Brief:
Gather every line of the listing below that contains the string "orange" and copy each one out.
** Start Records **
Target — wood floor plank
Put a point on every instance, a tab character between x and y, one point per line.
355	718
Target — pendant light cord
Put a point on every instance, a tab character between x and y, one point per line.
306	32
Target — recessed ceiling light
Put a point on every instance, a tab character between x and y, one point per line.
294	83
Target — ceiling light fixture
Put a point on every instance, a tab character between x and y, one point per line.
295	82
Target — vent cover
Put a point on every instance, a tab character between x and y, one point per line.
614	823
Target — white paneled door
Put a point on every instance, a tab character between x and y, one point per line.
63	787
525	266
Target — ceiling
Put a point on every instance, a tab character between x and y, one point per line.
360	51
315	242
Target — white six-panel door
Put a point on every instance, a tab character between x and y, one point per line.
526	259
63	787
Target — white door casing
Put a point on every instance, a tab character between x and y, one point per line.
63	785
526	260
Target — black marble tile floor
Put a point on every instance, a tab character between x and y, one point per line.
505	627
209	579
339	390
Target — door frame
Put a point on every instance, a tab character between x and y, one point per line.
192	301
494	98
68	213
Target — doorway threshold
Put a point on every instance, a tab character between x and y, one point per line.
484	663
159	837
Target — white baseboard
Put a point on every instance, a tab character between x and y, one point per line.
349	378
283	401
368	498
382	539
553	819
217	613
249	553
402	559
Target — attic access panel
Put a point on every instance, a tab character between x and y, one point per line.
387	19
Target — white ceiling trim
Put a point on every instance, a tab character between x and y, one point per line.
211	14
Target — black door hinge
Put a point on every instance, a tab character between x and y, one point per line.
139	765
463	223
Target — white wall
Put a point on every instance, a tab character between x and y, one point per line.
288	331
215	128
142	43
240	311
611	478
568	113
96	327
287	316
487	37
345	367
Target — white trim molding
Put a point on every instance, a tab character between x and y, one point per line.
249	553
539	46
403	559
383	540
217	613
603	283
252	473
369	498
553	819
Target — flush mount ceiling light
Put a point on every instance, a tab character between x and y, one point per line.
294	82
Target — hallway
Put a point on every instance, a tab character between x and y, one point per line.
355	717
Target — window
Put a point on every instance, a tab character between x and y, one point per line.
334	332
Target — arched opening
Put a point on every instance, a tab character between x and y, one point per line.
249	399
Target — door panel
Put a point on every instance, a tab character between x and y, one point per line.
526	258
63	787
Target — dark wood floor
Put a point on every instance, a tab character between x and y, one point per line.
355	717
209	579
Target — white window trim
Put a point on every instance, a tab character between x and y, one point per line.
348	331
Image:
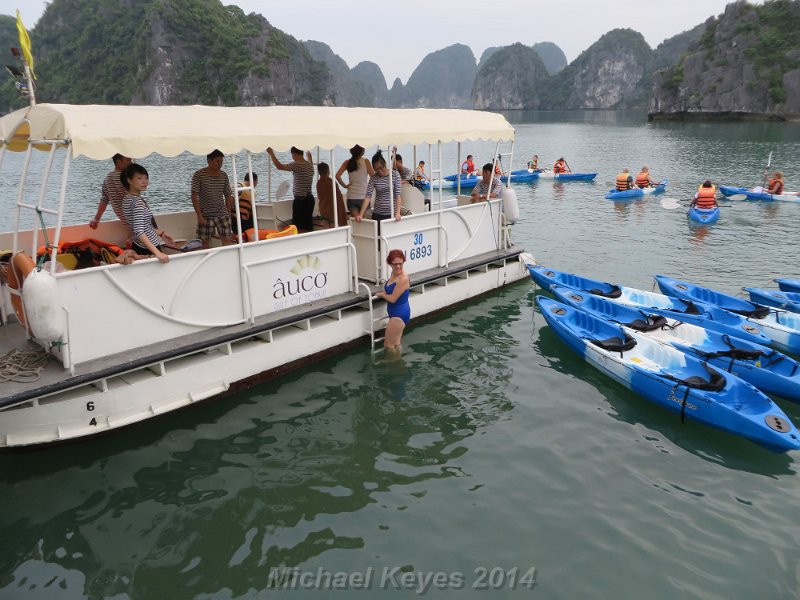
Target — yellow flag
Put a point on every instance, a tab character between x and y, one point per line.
25	43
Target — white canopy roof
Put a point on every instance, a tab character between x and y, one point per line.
99	132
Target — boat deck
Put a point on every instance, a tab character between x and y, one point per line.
54	378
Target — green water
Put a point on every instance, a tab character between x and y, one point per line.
488	449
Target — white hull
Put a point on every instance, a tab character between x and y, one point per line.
108	403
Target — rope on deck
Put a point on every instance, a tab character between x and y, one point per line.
23	365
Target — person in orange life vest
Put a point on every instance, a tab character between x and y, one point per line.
776	183
643	179
624	180
468	166
706	196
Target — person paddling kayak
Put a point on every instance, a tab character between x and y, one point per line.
706	196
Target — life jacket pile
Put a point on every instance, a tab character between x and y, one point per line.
623	182
706	197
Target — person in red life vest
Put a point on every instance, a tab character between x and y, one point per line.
468	166
706	196
776	183
624	180
643	179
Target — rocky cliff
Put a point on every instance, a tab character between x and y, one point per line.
511	78
607	75
443	79
746	64
171	52
370	74
349	90
552	56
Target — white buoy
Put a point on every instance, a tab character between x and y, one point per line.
43	306
510	205
412	199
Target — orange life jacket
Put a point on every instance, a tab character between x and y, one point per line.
775	186
623	182
706	197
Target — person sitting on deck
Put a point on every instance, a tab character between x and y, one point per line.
706	196
624	180
405	172
245	204
419	172
481	191
468	166
146	239
643	179
775	185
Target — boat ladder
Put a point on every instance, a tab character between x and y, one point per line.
373	321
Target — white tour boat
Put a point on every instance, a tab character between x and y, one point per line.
125	343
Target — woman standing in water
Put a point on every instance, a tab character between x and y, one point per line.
395	292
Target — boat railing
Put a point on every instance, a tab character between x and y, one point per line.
116	308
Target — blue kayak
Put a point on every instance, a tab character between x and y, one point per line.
524	176
777	298
788	285
706	216
696	313
467	184
672	379
463	177
636	192
769	370
758	194
782	327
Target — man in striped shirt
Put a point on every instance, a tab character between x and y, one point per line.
212	199
303	171
481	191
112	192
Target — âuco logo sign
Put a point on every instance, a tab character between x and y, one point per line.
306	281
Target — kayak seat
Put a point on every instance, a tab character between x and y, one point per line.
649	323
615	344
691	309
615	292
758	313
715	382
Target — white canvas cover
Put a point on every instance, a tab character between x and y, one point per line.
98	131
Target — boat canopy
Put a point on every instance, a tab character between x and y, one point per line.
99	131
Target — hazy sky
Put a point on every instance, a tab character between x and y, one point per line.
398	35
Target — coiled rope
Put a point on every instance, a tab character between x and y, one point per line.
23	365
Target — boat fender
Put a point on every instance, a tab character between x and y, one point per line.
510	205
21	267
43	306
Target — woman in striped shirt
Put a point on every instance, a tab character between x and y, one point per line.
383	192
146	240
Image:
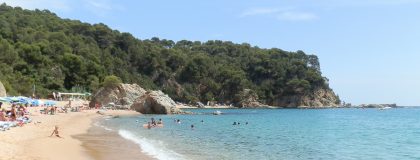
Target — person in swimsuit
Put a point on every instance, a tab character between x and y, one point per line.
13	113
55	132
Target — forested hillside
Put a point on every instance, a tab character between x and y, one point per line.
38	47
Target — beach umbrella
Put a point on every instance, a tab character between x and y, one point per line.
3	99
50	103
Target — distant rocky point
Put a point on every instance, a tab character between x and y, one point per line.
132	96
378	105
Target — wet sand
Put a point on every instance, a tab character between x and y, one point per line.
102	144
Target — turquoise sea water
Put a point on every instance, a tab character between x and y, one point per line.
294	134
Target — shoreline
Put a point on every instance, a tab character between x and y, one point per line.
104	144
32	141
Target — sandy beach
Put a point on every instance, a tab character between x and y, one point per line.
32	141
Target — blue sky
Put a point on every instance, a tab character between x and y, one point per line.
369	49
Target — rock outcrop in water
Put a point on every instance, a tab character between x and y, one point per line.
155	102
2	90
249	99
122	95
321	98
378	105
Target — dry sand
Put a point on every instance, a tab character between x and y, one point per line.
32	141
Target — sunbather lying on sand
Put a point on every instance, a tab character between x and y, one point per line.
56	132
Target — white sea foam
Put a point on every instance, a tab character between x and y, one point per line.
153	148
98	125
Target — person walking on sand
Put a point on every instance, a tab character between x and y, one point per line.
55	131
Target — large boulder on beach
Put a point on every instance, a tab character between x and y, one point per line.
155	102
2	90
121	95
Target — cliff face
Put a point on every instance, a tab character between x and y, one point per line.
123	94
320	98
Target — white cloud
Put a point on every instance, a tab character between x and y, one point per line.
259	11
296	16
61	5
285	14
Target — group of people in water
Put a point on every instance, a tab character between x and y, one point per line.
153	123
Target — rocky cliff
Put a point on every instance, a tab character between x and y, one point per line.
123	94
320	98
155	102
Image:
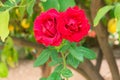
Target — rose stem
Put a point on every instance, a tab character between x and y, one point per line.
64	61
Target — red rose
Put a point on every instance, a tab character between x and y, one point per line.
73	24
45	28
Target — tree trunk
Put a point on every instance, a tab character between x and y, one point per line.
103	41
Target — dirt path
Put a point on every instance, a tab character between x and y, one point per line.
26	71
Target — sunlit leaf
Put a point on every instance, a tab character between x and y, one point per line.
64	4
42	58
117	11
51	4
3	70
4	21
101	13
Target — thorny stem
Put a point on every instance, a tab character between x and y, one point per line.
64	61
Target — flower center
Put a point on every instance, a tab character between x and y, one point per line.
49	27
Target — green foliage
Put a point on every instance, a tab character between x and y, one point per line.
118	26
89	54
51	4
42	58
30	6
58	68
74	51
60	5
43	79
9	55
64	4
72	61
117	11
66	73
54	76
117	15
101	13
3	70
4	20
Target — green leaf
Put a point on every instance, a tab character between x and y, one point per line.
42	58
101	13
9	4
64	4
3	70
74	51
58	68
89	54
54	76
51	4
117	11
30	6
72	61
4	21
118	26
43	0
66	73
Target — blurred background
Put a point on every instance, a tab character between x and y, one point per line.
19	50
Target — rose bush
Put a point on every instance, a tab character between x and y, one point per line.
45	27
50	28
73	24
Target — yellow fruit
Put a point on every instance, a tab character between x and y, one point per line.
11	28
25	24
112	25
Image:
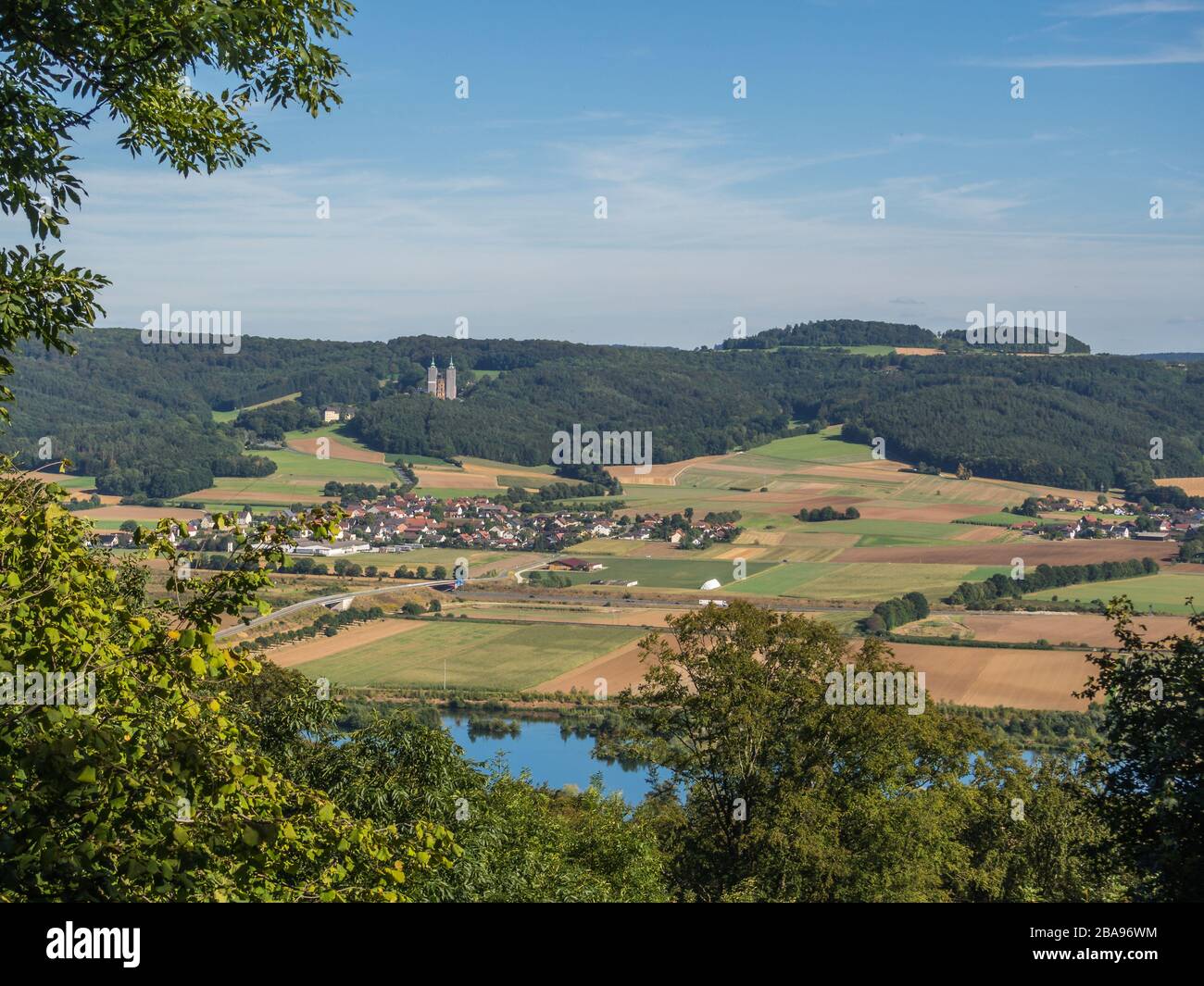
** End Records **
The answer:
Target — person in orange life vest
Target — orange life jacket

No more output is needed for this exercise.